What you should do: Give every line of the data again, unchanged, but with no pictures.

Source material:
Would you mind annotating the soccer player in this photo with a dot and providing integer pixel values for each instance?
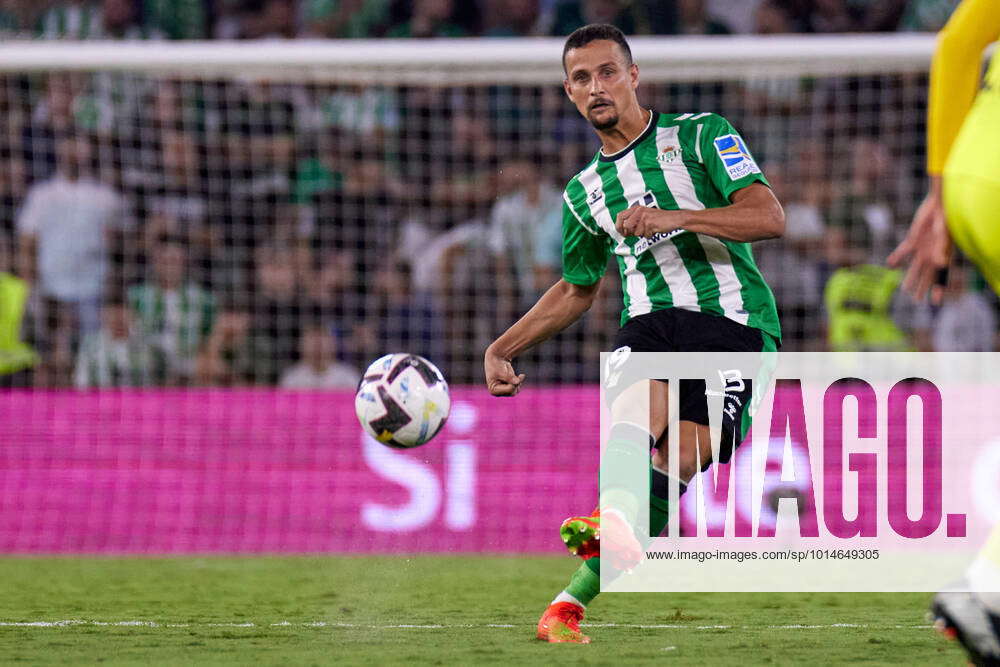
(963, 162)
(676, 198)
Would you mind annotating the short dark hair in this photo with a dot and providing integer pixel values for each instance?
(592, 33)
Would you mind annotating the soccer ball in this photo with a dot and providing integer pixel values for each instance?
(402, 400)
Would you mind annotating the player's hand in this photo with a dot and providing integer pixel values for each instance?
(927, 249)
(500, 377)
(639, 220)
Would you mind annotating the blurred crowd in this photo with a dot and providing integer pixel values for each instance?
(209, 232)
(342, 19)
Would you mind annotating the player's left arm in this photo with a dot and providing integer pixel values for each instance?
(755, 214)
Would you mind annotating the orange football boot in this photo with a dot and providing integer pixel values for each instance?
(560, 624)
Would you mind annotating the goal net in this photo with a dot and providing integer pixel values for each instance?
(217, 231)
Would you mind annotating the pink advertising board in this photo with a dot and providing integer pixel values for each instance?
(259, 471)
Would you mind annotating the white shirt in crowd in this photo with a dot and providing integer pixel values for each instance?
(70, 220)
(334, 376)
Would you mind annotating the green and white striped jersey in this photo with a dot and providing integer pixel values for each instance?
(680, 161)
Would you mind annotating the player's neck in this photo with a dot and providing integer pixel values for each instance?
(628, 128)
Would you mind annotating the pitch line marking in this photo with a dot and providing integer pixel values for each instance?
(414, 626)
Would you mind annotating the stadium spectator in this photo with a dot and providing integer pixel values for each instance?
(862, 219)
(255, 19)
(52, 117)
(13, 186)
(831, 16)
(794, 266)
(278, 308)
(641, 17)
(15, 354)
(178, 19)
(466, 186)
(342, 19)
(517, 224)
(228, 358)
(512, 18)
(120, 20)
(269, 19)
(13, 19)
(318, 367)
(966, 320)
(115, 355)
(65, 226)
(736, 15)
(926, 15)
(174, 314)
(430, 18)
(771, 18)
(407, 318)
(70, 19)
(694, 19)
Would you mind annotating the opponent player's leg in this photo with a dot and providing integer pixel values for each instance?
(637, 412)
(971, 614)
(641, 416)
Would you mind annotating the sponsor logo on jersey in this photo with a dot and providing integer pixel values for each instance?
(645, 243)
(669, 154)
(735, 156)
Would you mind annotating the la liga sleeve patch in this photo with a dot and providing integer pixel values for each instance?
(735, 156)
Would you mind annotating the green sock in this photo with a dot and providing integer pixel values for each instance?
(659, 505)
(586, 581)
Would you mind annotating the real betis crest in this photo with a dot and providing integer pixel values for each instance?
(669, 154)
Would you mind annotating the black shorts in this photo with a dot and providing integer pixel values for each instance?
(678, 330)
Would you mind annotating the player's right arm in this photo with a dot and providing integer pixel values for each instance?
(558, 308)
(585, 259)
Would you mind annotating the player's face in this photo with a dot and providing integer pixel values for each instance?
(600, 82)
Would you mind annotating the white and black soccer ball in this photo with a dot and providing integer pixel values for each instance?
(402, 400)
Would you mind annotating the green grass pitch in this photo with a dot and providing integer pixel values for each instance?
(376, 611)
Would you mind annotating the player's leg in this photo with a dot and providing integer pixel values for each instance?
(972, 197)
(971, 204)
(638, 412)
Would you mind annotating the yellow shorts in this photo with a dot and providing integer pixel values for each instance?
(972, 187)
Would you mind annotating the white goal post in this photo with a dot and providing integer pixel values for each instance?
(234, 144)
(482, 61)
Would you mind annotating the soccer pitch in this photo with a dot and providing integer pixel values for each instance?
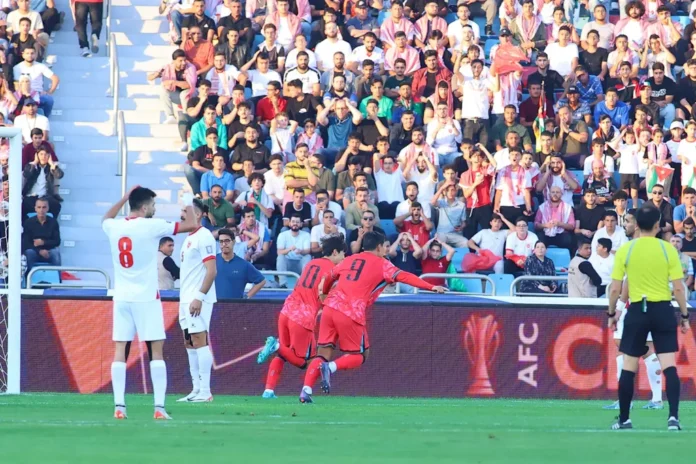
(64, 428)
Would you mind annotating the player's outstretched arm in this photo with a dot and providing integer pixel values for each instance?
(114, 210)
(415, 281)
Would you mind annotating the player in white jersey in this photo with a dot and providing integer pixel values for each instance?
(196, 298)
(137, 307)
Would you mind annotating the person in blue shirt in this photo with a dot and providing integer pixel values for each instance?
(617, 110)
(233, 273)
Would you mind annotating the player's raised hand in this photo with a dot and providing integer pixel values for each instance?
(195, 308)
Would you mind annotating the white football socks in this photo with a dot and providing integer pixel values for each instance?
(193, 368)
(118, 382)
(158, 374)
(652, 365)
(205, 365)
(619, 366)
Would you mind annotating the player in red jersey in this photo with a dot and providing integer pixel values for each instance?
(295, 343)
(359, 281)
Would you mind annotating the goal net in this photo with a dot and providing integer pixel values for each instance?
(11, 260)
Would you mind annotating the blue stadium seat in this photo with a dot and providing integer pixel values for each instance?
(388, 227)
(502, 283)
(45, 277)
(459, 254)
(560, 257)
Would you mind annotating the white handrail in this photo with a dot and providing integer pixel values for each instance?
(122, 153)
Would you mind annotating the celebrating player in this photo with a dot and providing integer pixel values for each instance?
(196, 298)
(360, 280)
(295, 343)
(134, 241)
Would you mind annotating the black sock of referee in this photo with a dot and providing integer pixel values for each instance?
(673, 390)
(625, 393)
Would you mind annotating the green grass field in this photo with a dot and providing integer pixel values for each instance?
(48, 428)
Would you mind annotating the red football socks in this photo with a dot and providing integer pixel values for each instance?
(313, 372)
(274, 371)
(349, 361)
(287, 354)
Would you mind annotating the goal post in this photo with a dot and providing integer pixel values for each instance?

Answer to this problem:
Would you mind annotating the soccer player in this photo with a dot and providing integer pixel values for each instance?
(963, 162)
(676, 198)
Would you mind annotating the short dark hair in this photo with a dot and providing integer pixel values for each instance?
(592, 33)
Would you mind annotating the soccer ball in this photo with a dot and providing integer pixel values for each instance?
(402, 400)
Would you mind annotating the player's hand in this photo with a dot and providing integer pixel values for each instance?
(927, 249)
(500, 377)
(639, 220)
Would you mind annotating the blurred crowd in this photo with a dot and providing integer pixel values for each instance?
(209, 232)
(342, 19)
Would you mind annotating the player's left arm in this photo with a dot and providing integer pixel values for each instance?
(755, 214)
Would you mind annotating the orange football boot in this photo with a dot and providing integer pixel values for each instance?
(560, 624)
Would you mind annotating the goal net in this photo with a dot and providing integer pixel values for each instance?
(217, 231)
Would you mind annotating the pink advertising board in this photo with a dot and providing integer pixel values for each instance?
(259, 471)
Would you mind annotating the white shirt in crowd in this photo with a dot and providing integer pixel values for each instance?
(70, 220)
(334, 376)
Would you mind annotating the green and white striped jersey in this photo with a dot and providing integer pixel values for each instance?
(680, 161)
Would you mind annotating the player's neck in this photo with a dot and providing integer pixel values for each instance?
(628, 128)
Would you mind annotating the pitch line marking in this photo with a dot and providing integer pixel values for each instance?
(414, 626)
Would you mind annotating the stadium spectator in this photo with a dot and providing integer pixel values for each instance?
(862, 219)
(255, 19)
(52, 117)
(13, 186)
(831, 16)
(794, 266)
(278, 308)
(641, 17)
(15, 354)
(178, 19)
(466, 186)
(342, 19)
(517, 224)
(228, 358)
(512, 18)
(120, 20)
(269, 19)
(13, 19)
(318, 367)
(966, 320)
(115, 355)
(65, 226)
(736, 15)
(926, 15)
(174, 314)
(430, 18)
(771, 18)
(407, 318)
(70, 19)
(694, 19)
Would you mind annotating the opponent player's leg in this photo with a dot and providing integer pixel values for each instance?
(637, 412)
(971, 614)
(641, 416)
Would you mind annotating the sponsor logo on jersey in this photo with a dot and providing integer pixel values for each instance?
(645, 243)
(669, 154)
(735, 156)
Would you mind annotating the la liga sleeve patch in this photo with a dot and providing integer pixel values for each instance?
(735, 156)
Would you mind annotating the green sock in this photo with a dot and providing integer pixel values for each instance?
(659, 505)
(586, 581)
Would you mind annotating the real betis crest in this photo with a dot and providing integer pixel values for each instance?
(669, 154)
Would you mind annotating the black shorts in this photo with a dot and providing integer pixel values for each instance?
(678, 330)
Would you mind annotating the player's right arm in this photo with a dot and providing integer pixel values for each instance?
(558, 308)
(585, 259)
Would you mind annotating the player's face in this photo with a dot and providing integer pixel values for each instance?
(600, 82)
Would you mind annotating the white and black soccer ball in this photo with a dot and providing integer pixel values for each instance?
(402, 400)
Would you mind annotating the green grass pitch in this photo with a dot and providing integer pixel values for each instance?
(376, 611)
Would you mind annotating the player's leg in this photo with a dot and providing integer pixel values for each instance?
(972, 197)
(971, 204)
(638, 412)
Would you mind annotating the yellow shorts in this photo with a dot and providing integer pixel values for each instance?
(972, 187)
Would you mind annotating the white goal post in this photo with a dot and providing integer pixel values for each instance?
(234, 144)
(482, 61)
Would you mind annotating the soccer pitch in this photo with a dot and providing integer pixel values for each instance?
(64, 428)
Would you mind annotating the player's outstretched arm in this photo with a dot and providing integer pixel values for each instance?
(114, 210)
(415, 281)
Would you mind annotating the player in white jersey in this photo with a dot and providing integer pixel values for each instance?
(196, 298)
(137, 307)
Would you mind annotating the person in blue shirt in this photo with a dot and providing integer pixel values for each instance?
(617, 110)
(233, 273)
Would you mind annotating the player's raised hand in this photo with a dot and providing integer pixel values for each instance?
(195, 308)
Would you mind annotating the white football socks in this photo with a dot and providing integer pixel values for each instance?
(193, 368)
(118, 382)
(158, 374)
(652, 365)
(205, 365)
(619, 366)
Would you mind annotating the player in red jersey in this photo with a dot and providing integer pixel values for each instance?
(295, 343)
(359, 281)
Would you mind annotating the goal net in this photo with a dot and providing integer pixel values for each instance?
(11, 260)
Would you mind annotating the blue stadium seat in this photo with a dot and providing integer pixel values for each instance?
(388, 227)
(502, 283)
(45, 277)
(459, 254)
(560, 257)
Would you mind annotating the white handrail in this photo with a dot and providing integer pixel values for each instance?
(122, 153)
Would you mind annotating the celebrating player in this photo with a dot and providing integer pixel values for each instance?
(196, 298)
(360, 280)
(295, 343)
(134, 241)
Would you mind annotating the black sock of referee in this photo with a dot and providing integer pixel values for each instance?
(673, 390)
(625, 393)
Would you mind annotating the green grass field in this photo with a dot and providing integer pixel values for each instance?
(48, 428)
Would you mind annotating the red football socks in this photo with a dot and providing integer pixel values for each instance?
(313, 372)
(274, 371)
(349, 361)
(287, 354)
Would you mind annotating the goal post in this photo with a dot and providing integer pixel values for each instance?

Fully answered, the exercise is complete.